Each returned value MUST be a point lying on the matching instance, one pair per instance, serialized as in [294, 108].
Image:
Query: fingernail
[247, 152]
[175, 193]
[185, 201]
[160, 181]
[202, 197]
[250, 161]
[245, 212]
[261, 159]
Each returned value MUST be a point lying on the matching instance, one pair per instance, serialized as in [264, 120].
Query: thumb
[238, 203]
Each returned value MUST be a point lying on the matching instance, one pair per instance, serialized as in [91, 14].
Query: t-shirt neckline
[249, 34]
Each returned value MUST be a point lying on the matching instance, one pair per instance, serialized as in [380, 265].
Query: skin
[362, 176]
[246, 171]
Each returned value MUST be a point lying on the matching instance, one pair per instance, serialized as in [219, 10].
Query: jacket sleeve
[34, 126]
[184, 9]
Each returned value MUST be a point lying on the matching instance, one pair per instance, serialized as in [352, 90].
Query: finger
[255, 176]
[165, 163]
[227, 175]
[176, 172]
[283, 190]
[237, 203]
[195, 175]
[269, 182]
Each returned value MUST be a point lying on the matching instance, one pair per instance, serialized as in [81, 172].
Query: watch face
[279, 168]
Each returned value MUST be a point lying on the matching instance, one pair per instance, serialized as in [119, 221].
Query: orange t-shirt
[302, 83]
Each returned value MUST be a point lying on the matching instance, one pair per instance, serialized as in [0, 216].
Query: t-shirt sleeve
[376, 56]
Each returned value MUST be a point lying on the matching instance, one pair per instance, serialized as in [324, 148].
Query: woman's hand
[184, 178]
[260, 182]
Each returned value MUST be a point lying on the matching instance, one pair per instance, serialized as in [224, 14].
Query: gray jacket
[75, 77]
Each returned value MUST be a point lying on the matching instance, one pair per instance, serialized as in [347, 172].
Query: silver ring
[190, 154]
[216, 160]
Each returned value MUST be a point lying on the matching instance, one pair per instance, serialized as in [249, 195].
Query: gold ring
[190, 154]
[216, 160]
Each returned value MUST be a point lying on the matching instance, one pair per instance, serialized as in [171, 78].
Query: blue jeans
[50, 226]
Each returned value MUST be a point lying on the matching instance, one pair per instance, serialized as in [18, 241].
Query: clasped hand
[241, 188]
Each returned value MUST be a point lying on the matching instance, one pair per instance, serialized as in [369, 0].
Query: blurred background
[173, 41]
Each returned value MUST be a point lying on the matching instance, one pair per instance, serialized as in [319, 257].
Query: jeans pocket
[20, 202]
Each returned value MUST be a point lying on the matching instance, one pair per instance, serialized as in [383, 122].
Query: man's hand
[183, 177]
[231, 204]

STATED TASK ▸ Rescale everything from the line containing "in [319, 257]." down to the end of the material. Write those lines out again, requests included, with each answer coordinate multiplied by 0.7 and rounded to a whole number (halves round up), and leave the numbers in the requests unchanged.

RESPONSE BELOW ▸
Each returned value MUST be a point lying on the matching instance, one pair per instance, serialized as in [319, 257].
Query: jeans pocket
[14, 141]
Each returned value MUST be a point lying on the matching instance, one pair per instance, serialized as in [383, 122].
Query: man's hand
[128, 124]
[162, 143]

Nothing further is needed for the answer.